### AIM OF THE TASK
Reproduce verbatim the stretch of the listing from the line containing "Given the above screenshot, where exactly is the vase" through the end of the listing.

Excerpts of bounding box data:
## START

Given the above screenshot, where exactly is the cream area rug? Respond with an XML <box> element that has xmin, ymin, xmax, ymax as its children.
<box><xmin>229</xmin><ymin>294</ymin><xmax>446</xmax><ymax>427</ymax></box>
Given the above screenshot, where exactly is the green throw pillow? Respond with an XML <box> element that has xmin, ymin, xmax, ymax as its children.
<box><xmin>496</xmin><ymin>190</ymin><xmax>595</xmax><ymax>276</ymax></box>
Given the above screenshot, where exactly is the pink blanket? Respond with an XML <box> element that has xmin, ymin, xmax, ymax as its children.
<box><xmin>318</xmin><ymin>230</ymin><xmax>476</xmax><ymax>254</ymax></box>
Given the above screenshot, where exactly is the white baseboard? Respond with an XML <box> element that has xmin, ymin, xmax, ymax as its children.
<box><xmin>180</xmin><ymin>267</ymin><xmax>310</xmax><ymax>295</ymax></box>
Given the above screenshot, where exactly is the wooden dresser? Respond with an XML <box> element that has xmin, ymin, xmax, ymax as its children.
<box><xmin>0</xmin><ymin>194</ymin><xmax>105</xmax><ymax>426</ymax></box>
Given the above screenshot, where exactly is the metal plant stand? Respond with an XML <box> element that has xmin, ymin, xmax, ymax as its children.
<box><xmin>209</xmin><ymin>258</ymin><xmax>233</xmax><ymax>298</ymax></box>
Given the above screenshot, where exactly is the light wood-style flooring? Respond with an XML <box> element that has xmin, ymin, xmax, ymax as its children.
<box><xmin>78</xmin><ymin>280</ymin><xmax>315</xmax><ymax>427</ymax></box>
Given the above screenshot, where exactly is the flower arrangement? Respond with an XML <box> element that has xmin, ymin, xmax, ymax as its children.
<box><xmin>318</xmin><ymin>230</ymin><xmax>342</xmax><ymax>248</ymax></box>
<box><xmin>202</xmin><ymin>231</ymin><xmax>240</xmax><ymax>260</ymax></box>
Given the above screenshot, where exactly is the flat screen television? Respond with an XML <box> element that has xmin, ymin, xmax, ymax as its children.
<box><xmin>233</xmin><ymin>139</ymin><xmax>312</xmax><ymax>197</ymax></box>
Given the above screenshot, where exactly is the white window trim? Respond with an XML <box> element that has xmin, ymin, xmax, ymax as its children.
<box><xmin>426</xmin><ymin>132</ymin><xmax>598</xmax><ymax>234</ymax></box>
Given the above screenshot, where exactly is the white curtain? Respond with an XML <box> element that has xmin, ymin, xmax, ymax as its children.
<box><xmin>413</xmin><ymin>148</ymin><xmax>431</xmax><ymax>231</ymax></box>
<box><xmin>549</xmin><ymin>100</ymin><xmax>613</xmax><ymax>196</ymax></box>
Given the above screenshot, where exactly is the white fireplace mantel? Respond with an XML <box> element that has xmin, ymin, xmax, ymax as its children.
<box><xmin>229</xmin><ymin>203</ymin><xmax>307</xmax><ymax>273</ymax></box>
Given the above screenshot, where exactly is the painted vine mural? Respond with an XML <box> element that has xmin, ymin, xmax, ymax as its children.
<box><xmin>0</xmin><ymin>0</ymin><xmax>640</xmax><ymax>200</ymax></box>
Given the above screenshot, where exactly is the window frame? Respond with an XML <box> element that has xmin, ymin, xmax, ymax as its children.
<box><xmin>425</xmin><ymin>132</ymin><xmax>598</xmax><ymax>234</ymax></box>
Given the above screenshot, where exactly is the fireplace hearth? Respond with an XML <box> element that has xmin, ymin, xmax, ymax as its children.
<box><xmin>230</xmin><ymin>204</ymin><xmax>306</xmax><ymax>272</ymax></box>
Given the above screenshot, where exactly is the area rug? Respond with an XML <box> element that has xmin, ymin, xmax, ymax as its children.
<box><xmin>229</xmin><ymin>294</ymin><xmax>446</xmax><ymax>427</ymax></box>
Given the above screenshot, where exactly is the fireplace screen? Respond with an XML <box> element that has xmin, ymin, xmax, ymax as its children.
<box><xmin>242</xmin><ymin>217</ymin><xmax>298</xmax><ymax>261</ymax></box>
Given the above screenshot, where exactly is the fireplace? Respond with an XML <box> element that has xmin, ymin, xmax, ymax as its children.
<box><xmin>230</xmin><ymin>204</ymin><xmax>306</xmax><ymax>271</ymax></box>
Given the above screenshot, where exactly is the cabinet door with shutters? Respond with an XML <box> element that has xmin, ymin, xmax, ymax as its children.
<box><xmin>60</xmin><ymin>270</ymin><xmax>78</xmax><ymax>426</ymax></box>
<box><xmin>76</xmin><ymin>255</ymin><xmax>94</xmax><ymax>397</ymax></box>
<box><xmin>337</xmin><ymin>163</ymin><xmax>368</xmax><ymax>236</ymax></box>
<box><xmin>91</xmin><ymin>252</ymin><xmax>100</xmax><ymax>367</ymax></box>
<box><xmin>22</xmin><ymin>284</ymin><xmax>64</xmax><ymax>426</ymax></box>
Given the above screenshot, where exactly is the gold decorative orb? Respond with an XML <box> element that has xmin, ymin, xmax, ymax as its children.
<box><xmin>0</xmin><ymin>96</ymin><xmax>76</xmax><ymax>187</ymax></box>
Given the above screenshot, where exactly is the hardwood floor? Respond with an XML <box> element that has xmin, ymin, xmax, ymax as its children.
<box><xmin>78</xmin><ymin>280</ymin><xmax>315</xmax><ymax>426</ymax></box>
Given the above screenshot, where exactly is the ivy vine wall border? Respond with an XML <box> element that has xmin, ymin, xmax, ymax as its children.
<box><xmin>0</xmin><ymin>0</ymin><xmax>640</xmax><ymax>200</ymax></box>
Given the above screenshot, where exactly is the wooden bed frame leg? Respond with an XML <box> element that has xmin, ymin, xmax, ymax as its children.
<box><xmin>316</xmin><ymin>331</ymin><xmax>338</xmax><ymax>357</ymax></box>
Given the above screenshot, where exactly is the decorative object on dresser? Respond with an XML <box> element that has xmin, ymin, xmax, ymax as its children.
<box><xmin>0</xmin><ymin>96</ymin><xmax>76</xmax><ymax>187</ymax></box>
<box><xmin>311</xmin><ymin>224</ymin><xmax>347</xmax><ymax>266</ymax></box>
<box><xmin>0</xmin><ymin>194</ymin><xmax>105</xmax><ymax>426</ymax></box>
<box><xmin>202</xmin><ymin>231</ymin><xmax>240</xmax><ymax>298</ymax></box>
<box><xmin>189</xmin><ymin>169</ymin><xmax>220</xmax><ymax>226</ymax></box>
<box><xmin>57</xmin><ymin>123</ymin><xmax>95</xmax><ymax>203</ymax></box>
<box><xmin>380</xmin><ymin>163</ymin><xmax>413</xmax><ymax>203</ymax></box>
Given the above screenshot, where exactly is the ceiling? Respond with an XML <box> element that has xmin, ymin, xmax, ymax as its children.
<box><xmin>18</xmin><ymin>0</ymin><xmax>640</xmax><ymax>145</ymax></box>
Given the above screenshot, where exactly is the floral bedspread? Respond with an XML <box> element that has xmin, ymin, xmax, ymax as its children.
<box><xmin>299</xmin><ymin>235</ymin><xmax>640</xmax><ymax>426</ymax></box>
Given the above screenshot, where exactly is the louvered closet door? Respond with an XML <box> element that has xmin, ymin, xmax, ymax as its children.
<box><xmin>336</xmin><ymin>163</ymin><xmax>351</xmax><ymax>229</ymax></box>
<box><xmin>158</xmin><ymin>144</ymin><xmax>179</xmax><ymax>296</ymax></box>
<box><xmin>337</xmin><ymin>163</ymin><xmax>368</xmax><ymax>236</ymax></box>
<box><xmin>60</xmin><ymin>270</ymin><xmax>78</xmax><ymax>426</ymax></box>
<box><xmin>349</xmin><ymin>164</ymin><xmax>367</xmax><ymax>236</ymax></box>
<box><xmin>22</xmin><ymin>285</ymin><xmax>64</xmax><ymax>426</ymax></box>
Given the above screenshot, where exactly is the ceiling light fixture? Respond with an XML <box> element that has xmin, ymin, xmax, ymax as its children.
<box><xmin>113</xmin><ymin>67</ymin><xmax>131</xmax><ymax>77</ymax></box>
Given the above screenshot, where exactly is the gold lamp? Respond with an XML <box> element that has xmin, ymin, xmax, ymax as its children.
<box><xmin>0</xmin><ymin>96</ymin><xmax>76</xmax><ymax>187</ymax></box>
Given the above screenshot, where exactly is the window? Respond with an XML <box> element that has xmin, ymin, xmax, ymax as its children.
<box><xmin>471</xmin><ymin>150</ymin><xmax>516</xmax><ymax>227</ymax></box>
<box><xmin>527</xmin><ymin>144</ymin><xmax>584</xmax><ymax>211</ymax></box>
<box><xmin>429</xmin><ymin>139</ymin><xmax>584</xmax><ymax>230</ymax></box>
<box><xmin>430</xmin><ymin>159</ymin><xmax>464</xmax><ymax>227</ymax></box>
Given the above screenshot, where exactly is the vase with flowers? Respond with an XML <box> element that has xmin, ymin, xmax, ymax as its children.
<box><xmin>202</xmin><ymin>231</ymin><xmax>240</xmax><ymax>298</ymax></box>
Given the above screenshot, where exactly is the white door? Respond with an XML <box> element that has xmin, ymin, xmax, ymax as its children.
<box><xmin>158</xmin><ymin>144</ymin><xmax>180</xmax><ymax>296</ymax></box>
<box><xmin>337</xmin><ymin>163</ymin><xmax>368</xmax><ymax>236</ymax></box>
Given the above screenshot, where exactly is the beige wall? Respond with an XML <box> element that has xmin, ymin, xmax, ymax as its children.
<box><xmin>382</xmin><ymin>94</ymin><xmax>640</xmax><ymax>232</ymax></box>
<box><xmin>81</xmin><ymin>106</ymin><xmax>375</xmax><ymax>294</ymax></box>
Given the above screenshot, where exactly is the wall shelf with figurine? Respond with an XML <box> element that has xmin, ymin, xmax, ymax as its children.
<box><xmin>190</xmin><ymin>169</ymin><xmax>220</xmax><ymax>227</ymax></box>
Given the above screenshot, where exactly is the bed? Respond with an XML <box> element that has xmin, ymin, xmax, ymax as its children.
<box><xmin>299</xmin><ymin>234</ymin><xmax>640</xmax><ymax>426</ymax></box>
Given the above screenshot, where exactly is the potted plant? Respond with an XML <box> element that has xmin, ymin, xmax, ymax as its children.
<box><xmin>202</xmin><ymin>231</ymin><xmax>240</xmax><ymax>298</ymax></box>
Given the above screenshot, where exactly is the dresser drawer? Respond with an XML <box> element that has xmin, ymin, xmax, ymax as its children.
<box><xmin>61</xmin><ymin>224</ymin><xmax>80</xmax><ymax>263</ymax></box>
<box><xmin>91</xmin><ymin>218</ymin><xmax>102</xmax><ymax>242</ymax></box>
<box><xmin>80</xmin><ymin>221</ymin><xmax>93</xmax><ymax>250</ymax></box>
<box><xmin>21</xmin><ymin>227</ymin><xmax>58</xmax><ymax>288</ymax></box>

## END

### OUTPUT BELOW
Given the above screenshot, where exactly is the vase with flowers? Respond with an XML <box> element that has xmin, ymin, xmax, ymax as its children.
<box><xmin>202</xmin><ymin>231</ymin><xmax>240</xmax><ymax>298</ymax></box>
Given the above screenshot, where exactly is the white door? Respond with an XML <box> element that has xmin, ymin, xmax, ymax as its children.
<box><xmin>158</xmin><ymin>144</ymin><xmax>180</xmax><ymax>296</ymax></box>
<box><xmin>337</xmin><ymin>163</ymin><xmax>368</xmax><ymax>236</ymax></box>
Given the above screenshot, where exactly is the beige wall? Respond with an XML <box> element that has xmin, ymin, xmax, ymax as its children.
<box><xmin>382</xmin><ymin>94</ymin><xmax>640</xmax><ymax>232</ymax></box>
<box><xmin>81</xmin><ymin>106</ymin><xmax>375</xmax><ymax>294</ymax></box>
Given the above screenshot, where exactly is the wall shelf with figurine? Respond with an XML <box> element that has xmin, ymin, xmax, ymax as its children.
<box><xmin>190</xmin><ymin>169</ymin><xmax>220</xmax><ymax>227</ymax></box>
Given the above screenshot, where exactly is the bed? Respond with an XML <box> element that has xmin, ymin, xmax, ymax as its children.
<box><xmin>299</xmin><ymin>234</ymin><xmax>640</xmax><ymax>426</ymax></box>
Given the above screenshot, where exactly is the potted plant? Respond with an XML <box> element that has xmin, ymin, xmax, ymax as its children.
<box><xmin>202</xmin><ymin>231</ymin><xmax>240</xmax><ymax>298</ymax></box>
Given the above screenshot, where exactly is the dresser drawer? Respond with an XML <box> element that has xmin, ymin, xmax, ymax as its children.
<box><xmin>61</xmin><ymin>224</ymin><xmax>80</xmax><ymax>263</ymax></box>
<box><xmin>91</xmin><ymin>218</ymin><xmax>102</xmax><ymax>242</ymax></box>
<box><xmin>80</xmin><ymin>221</ymin><xmax>93</xmax><ymax>250</ymax></box>
<box><xmin>21</xmin><ymin>227</ymin><xmax>58</xmax><ymax>288</ymax></box>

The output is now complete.